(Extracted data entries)
## START
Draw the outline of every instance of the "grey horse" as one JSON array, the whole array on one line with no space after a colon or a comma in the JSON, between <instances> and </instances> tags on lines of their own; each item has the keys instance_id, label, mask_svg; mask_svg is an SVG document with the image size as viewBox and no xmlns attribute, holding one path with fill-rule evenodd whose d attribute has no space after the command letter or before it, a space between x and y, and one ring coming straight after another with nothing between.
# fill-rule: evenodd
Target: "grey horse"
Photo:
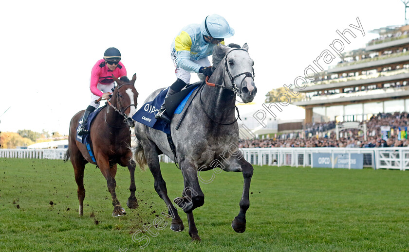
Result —
<instances>
[{"instance_id":1,"label":"grey horse","mask_svg":"<svg viewBox=\"0 0 409 252\"><path fill-rule=\"evenodd\" d=\"M137 140L133 150L133 159L141 167L146 164L149 166L154 178L155 189L165 201L172 217L170 229L176 232L182 231L185 227L175 206L167 196L158 155L165 153L179 163L185 189L183 197L176 198L174 202L187 214L189 235L192 241L201 240L192 211L204 202L198 175L200 172L214 168L242 172L244 186L240 211L232 227L238 233L245 230L245 214L250 206L249 191L253 169L242 158L237 145L231 144L238 142L239 139L239 127L235 115L236 95L247 103L253 101L257 91L253 79L254 62L248 50L246 43L240 49L220 44L215 47L213 63L215 69L206 80L207 84L204 83L196 89L187 102L188 104L192 100L190 106L185 107L180 114L174 115L172 119L171 132L176 157L169 147L166 134L139 122L135 124ZM153 100L162 90L152 93L145 102ZM176 130L186 109L186 116Z\"/></svg>"}]
</instances>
## END
Rewrite the rows above with every "Target" changed to "Label" and nothing else altered. Omit the pictures from your output.

Draw the outline of every instance of the "grey horse" as one JSON array, the whole array on one line with no space after a colon or a comma in the JSON, between <instances> and </instances> tags on lines of their own; each item has the keys instance_id, label, mask_svg; mask_svg is an SVG document with the image size as viewBox and no xmlns attribute, holding one path with fill-rule evenodd whose d attribute has no space after the command letter or before it, a space between x and y, and one ring coming straight after another with nothing between.
# fill-rule: evenodd
Label: "grey horse"
Photo:
Result —
<instances>
[{"instance_id":1,"label":"grey horse","mask_svg":"<svg viewBox=\"0 0 409 252\"><path fill-rule=\"evenodd\" d=\"M137 140L133 150L133 159L141 167L146 164L149 166L154 178L155 189L165 201L172 217L170 229L176 232L182 231L185 227L175 206L167 196L158 155L165 153L179 163L185 189L183 197L176 198L174 202L187 214L189 235L192 241L201 240L192 211L204 202L198 175L200 172L214 168L242 172L244 186L240 211L232 227L238 233L245 230L245 214L250 206L249 191L253 169L242 158L237 145L231 144L238 142L239 139L239 127L235 115L236 95L247 103L253 101L257 91L253 79L254 62L248 50L246 43L240 49L220 44L215 47L213 63L215 69L206 80L207 84L204 83L196 89L187 102L188 104L192 100L190 106L185 107L180 114L174 115L172 119L171 132L176 157L169 147L166 134L139 122L135 124ZM153 100L162 90L152 93L145 102ZM176 130L186 109L186 116Z\"/></svg>"}]
</instances>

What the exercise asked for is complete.